▶ **TASK DESCRIPTION**
Reproduce each of the entries below word for word, omitting the pictures.

▶ **MATERIAL**
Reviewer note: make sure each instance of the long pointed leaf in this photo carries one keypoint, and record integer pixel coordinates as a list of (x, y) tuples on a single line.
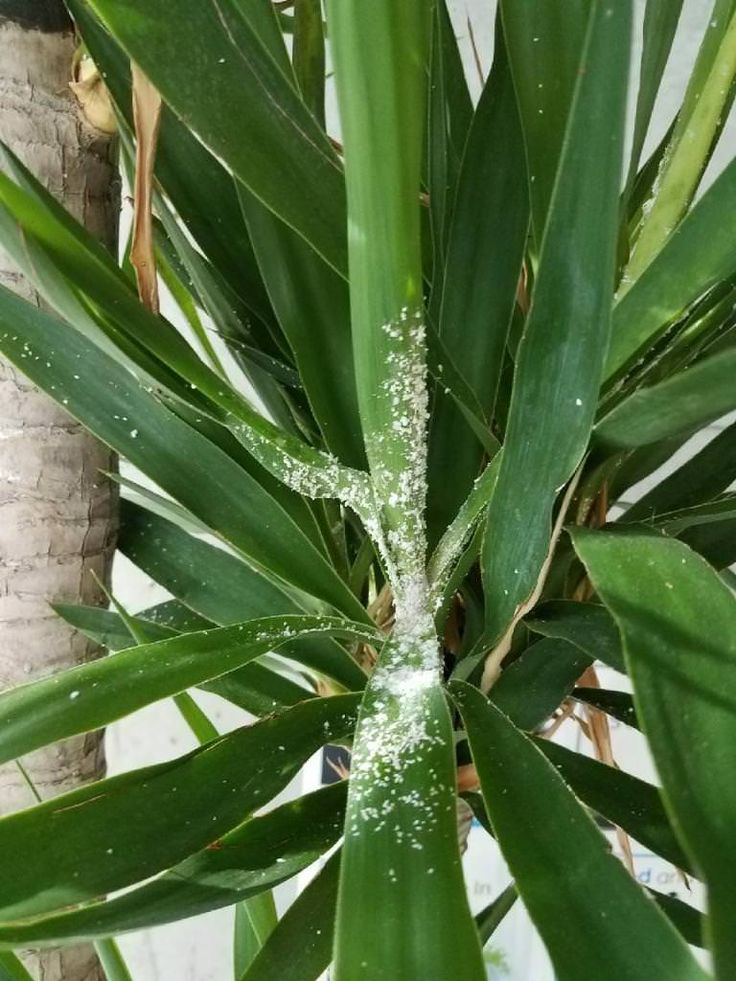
[(92, 695), (277, 149), (136, 824), (551, 846), (560, 356), (678, 624)]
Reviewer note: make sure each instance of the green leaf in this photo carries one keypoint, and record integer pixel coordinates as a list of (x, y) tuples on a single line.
[(587, 625), (660, 24), (461, 528), (308, 55), (491, 917), (674, 523), (11, 969), (186, 567), (545, 43), (313, 308), (300, 948), (630, 803), (112, 961), (691, 923), (450, 111), (678, 624), (94, 694), (134, 825), (560, 357), (698, 255), (675, 407), (197, 184), (552, 846), (488, 230), (701, 478), (380, 55), (400, 847), (533, 686), (619, 704), (120, 412), (255, 920), (698, 123), (253, 687), (715, 542), (257, 855), (277, 149)]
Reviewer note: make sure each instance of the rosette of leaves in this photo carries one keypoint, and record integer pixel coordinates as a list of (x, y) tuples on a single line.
[(422, 361)]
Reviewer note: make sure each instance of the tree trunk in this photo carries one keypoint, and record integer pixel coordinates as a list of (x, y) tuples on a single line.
[(56, 510)]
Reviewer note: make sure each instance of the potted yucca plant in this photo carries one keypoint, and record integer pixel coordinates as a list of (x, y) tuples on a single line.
[(439, 347)]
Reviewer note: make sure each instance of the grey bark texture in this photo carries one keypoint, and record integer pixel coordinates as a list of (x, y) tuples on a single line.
[(57, 511)]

▶ **FINAL RESULT**
Reviewer note: make sure each instance of the long pointed leaf in this photo carries one keypoint, and record integer pixel coordinates as a list of (x, y) tuples on a single line.
[(92, 695), (277, 149), (136, 824), (551, 846), (560, 356), (678, 624)]
Reviewer note: make sure each instance of the green leaf in this photo carries one keypoint, and record integer pixel coordinates as a list of (x, y) tuples on a single line.
[(587, 625), (660, 24), (461, 528), (308, 55), (491, 917), (674, 523), (11, 969), (186, 567), (545, 43), (313, 308), (300, 948), (630, 803), (112, 961), (691, 923), (450, 111), (678, 624), (94, 694), (134, 825), (560, 357), (698, 255), (675, 407), (197, 184), (552, 846), (488, 230), (701, 478), (380, 55), (400, 847), (533, 686), (619, 704), (120, 412), (255, 920), (698, 123), (253, 687), (715, 542), (257, 855), (277, 149)]
Reviewer note: make sure each instance of the rosette of leaves in this photo carries one keypoint, and record integer pixel coordinates as a list of (x, y) tuples on a single line.
[(422, 361)]
Reviewer note: make sure each instance of the tree trunk in this photo carries one keypoint, and record integer pixel coordinates as a list of (x, y) tuples on a single line.
[(56, 510)]
Reviewer note: make sure each instance of the potted yucca plant in this photo carries one keypoint, and record integer pixel coordinates as a list of (x, y) tuples on a single line.
[(439, 347)]
Reviewer note: make sure each instance of the grey bark texture in this photo carries one keypoint, and record integer pixel coordinates as a list of (x, y) tuples on a single line.
[(57, 511)]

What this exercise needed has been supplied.